# [Aim of the task]
Beginning with the line in which "Target: tomato pulp" appears, transcribe each line word for word until the records end. Do not include pictures.

** start **

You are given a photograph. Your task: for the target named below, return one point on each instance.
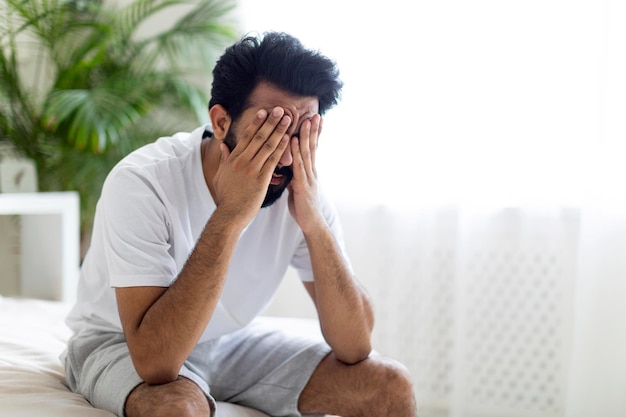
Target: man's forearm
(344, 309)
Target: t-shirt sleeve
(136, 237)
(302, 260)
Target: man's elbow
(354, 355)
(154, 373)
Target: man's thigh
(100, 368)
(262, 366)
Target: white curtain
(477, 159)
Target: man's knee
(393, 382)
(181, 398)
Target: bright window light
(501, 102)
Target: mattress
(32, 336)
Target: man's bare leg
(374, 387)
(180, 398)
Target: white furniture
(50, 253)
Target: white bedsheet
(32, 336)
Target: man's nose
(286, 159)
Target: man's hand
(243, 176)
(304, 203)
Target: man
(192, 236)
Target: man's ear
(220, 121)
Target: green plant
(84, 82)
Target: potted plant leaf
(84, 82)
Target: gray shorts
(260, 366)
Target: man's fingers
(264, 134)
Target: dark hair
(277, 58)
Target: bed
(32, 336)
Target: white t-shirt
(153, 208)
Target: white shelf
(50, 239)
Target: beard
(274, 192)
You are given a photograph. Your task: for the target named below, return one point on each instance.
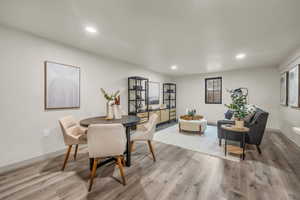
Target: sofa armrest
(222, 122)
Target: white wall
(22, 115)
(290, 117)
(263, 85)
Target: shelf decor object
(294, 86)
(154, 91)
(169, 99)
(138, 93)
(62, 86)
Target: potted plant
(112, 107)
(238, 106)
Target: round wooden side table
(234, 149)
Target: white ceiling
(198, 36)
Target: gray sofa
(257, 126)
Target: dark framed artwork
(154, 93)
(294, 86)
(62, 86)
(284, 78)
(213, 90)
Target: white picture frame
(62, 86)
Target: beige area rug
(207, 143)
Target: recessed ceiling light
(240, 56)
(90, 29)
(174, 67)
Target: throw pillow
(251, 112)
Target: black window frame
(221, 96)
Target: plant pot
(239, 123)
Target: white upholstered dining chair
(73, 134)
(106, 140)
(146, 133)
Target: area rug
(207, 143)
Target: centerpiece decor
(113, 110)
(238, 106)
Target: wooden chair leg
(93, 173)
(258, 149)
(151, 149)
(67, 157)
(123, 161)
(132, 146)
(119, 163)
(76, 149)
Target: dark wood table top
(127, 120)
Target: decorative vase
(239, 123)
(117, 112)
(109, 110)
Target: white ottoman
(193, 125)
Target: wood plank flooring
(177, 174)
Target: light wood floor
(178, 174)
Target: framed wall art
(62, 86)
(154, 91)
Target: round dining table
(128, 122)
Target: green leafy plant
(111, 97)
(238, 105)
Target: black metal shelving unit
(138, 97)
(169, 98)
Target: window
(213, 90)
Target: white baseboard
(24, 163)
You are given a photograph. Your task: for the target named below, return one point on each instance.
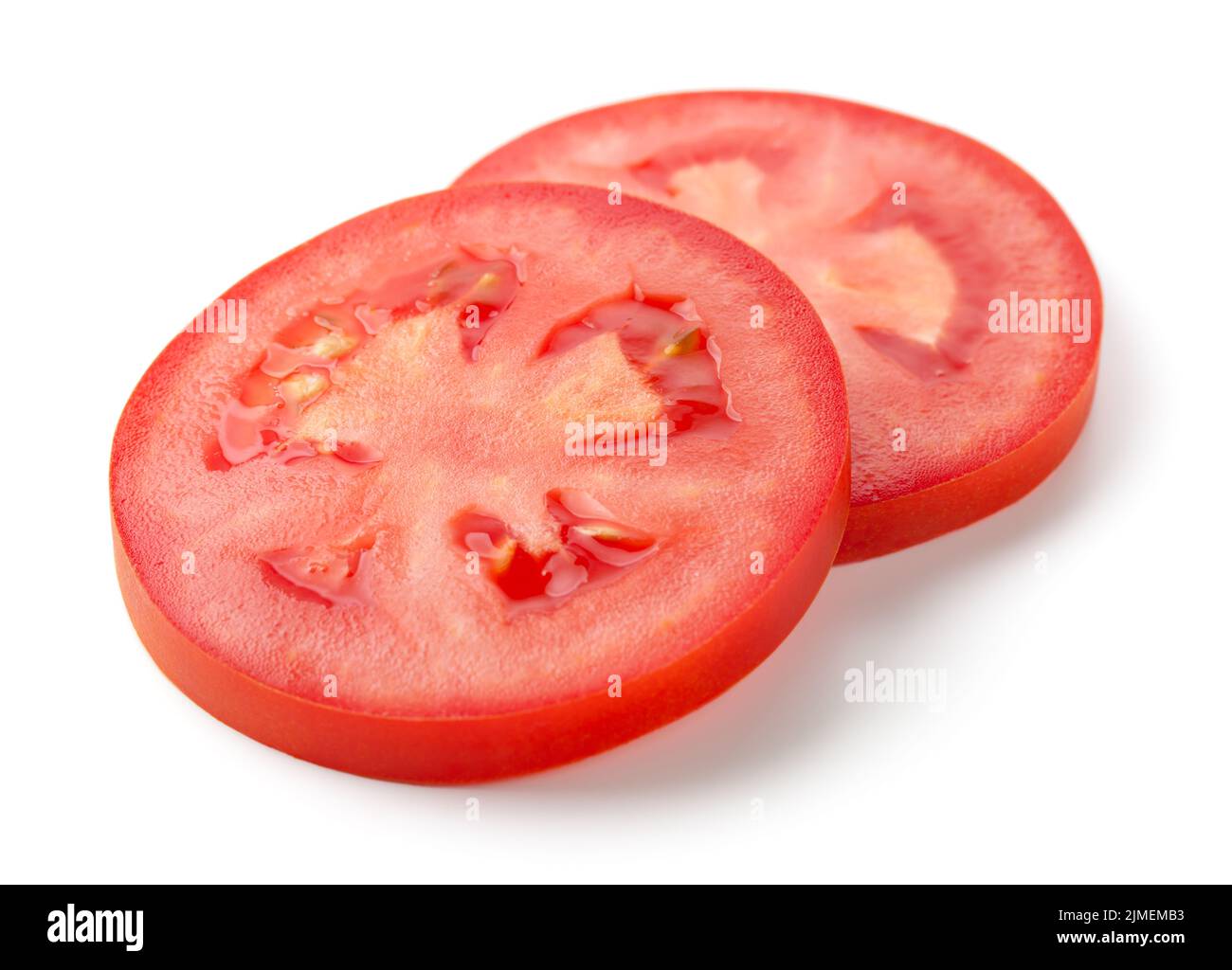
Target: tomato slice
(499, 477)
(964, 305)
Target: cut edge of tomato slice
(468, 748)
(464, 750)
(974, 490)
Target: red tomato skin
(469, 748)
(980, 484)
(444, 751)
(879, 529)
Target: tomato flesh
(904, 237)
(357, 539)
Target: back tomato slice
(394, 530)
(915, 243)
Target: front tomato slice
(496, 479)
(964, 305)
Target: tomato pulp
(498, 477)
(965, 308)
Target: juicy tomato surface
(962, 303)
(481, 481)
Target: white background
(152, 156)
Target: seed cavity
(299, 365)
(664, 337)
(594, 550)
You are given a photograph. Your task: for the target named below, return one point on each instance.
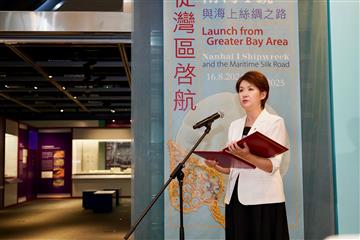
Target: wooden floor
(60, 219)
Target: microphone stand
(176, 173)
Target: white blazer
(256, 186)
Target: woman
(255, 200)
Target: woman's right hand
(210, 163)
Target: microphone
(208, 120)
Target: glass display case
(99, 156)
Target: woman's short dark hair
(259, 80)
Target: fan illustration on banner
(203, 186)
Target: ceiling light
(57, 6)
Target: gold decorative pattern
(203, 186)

** end **

# [Finished answer]
Target: tomato pulp
(498, 477)
(965, 308)
Target: juicy tomato surface
(962, 303)
(481, 481)
Target: white background
(152, 156)
Target: seed cavity
(299, 365)
(664, 337)
(594, 550)
You are given a photograph. Your task: for the target named below, return one point on each instance.
Target: wooden floor
(60, 219)
Target: microphone stand
(176, 173)
Target: white blazer
(256, 186)
Target: woman
(255, 200)
Target: woman's right hand
(210, 163)
Target: microphone
(208, 120)
Target: glass display case
(99, 156)
Target: woman's short dark hair
(259, 80)
Target: fan illustration on banner
(203, 186)
Target: ceiling light
(57, 6)
Target: gold decorative pattern
(203, 186)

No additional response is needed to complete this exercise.